*Material shown*:

>> START

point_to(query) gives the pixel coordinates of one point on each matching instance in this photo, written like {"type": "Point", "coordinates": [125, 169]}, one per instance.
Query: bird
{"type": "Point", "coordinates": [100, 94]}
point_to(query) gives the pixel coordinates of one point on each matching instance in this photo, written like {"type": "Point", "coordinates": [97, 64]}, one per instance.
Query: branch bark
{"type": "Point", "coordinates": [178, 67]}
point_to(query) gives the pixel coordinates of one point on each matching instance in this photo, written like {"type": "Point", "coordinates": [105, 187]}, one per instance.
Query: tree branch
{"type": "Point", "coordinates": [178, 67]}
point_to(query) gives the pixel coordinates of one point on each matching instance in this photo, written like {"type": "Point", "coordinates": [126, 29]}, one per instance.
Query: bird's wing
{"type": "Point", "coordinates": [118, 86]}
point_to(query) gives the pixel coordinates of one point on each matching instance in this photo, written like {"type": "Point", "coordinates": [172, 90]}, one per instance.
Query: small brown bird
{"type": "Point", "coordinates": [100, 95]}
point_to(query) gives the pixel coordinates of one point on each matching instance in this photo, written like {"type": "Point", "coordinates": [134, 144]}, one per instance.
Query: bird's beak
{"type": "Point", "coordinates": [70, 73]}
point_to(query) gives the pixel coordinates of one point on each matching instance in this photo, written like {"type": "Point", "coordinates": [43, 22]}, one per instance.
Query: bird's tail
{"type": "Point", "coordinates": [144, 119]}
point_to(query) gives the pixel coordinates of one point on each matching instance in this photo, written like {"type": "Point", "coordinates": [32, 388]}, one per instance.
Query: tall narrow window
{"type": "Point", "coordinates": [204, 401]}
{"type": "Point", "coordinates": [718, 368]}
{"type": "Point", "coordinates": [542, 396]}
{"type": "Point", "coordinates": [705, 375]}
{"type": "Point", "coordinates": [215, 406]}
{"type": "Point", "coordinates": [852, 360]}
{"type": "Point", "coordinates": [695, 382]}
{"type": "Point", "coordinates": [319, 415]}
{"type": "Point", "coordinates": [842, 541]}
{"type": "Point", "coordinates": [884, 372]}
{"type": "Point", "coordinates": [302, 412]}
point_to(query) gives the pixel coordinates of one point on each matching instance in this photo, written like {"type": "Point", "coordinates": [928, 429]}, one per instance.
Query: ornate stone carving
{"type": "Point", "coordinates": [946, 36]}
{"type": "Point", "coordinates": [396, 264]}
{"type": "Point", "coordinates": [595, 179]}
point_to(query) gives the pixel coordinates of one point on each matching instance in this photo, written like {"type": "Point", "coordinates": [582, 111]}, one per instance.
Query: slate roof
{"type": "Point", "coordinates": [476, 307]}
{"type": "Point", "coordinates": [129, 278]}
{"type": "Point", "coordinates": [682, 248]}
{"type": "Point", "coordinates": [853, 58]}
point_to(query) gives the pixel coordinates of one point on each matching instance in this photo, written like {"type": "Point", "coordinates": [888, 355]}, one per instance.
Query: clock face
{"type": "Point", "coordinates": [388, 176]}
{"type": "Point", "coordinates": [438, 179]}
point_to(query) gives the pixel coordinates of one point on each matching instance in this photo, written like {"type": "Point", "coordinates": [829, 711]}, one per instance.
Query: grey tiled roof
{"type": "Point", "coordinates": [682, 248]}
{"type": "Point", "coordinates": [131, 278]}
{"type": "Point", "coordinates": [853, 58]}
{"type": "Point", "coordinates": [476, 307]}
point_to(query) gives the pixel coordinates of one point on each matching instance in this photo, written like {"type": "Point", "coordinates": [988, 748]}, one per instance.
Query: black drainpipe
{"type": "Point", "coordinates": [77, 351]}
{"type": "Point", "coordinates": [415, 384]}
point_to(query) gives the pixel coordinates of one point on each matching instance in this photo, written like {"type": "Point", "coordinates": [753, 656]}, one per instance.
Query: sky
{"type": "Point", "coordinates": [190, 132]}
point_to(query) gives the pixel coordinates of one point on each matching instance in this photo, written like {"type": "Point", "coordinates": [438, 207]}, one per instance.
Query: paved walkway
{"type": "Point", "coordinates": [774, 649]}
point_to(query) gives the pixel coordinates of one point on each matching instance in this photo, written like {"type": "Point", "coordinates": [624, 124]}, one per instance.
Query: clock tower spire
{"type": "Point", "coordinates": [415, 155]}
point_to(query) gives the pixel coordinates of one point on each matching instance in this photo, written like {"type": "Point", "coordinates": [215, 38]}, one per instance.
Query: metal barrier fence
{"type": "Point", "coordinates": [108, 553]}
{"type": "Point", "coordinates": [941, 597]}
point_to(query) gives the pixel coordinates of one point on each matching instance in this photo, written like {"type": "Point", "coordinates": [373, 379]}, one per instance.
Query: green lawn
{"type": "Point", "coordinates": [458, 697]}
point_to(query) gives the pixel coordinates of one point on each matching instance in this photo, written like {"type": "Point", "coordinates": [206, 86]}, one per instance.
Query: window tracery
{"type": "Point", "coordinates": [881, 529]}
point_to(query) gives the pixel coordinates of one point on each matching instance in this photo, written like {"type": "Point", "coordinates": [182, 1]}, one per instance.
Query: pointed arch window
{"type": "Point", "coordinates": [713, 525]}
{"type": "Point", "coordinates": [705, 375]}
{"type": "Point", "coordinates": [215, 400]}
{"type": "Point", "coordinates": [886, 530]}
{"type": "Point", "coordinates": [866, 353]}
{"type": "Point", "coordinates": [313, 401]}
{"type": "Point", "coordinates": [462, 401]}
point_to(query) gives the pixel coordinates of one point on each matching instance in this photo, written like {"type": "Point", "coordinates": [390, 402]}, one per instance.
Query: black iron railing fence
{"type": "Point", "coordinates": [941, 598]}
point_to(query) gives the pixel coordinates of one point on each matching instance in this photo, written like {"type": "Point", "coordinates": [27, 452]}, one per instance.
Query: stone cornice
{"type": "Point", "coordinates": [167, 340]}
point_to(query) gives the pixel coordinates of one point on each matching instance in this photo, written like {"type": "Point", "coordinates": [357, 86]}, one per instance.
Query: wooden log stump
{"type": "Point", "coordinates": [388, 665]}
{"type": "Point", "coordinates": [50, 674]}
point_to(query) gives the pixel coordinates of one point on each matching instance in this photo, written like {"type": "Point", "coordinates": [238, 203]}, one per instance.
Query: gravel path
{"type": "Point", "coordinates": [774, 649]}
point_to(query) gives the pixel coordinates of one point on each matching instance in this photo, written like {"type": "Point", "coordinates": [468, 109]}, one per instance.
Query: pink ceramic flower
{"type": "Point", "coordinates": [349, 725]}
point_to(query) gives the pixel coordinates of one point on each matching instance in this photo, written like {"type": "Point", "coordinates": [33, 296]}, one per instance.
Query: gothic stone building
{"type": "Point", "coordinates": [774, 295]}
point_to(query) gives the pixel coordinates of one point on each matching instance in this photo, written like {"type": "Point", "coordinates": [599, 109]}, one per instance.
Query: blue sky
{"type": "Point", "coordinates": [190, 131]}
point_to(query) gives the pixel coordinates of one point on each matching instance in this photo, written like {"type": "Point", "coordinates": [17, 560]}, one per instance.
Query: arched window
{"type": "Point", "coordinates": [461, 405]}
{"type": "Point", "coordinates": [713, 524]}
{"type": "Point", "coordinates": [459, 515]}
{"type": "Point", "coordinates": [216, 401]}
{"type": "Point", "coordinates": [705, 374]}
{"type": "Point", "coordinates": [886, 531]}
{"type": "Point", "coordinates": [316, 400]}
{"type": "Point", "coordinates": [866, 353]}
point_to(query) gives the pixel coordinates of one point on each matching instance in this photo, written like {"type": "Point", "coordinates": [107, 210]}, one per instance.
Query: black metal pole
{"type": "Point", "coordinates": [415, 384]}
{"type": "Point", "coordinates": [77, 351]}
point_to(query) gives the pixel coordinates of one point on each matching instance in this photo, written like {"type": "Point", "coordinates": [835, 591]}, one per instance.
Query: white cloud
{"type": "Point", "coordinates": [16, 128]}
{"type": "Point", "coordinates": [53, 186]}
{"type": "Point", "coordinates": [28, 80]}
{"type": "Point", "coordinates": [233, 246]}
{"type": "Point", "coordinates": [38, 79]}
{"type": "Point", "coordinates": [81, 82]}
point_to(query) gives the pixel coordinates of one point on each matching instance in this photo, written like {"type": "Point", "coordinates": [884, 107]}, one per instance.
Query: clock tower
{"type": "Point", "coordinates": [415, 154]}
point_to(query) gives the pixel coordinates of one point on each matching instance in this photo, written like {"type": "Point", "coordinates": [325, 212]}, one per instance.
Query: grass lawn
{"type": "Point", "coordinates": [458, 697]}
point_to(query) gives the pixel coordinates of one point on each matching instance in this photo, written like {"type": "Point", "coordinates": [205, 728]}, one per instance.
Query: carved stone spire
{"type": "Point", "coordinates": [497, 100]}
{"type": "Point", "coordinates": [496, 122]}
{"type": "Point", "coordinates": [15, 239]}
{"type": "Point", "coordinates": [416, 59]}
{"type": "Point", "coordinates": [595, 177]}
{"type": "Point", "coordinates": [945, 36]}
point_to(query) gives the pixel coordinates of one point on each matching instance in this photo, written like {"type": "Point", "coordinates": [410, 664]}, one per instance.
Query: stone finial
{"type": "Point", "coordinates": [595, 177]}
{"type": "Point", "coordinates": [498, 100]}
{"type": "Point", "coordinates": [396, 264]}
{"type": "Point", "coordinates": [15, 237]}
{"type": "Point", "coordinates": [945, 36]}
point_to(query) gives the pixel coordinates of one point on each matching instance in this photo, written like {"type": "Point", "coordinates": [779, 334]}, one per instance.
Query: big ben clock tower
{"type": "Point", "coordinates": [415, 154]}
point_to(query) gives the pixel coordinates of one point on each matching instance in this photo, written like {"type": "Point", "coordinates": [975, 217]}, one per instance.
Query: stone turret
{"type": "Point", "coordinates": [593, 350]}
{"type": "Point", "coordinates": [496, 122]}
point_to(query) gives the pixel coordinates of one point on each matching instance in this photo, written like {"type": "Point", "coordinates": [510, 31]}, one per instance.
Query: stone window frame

>> END

*Work instructions*: Pull out every line of the listing that contains the string "black", matching case exactly.

*Written solution*:
Query: black drainpipe
Query: black iron railing fence
Query: black metal pole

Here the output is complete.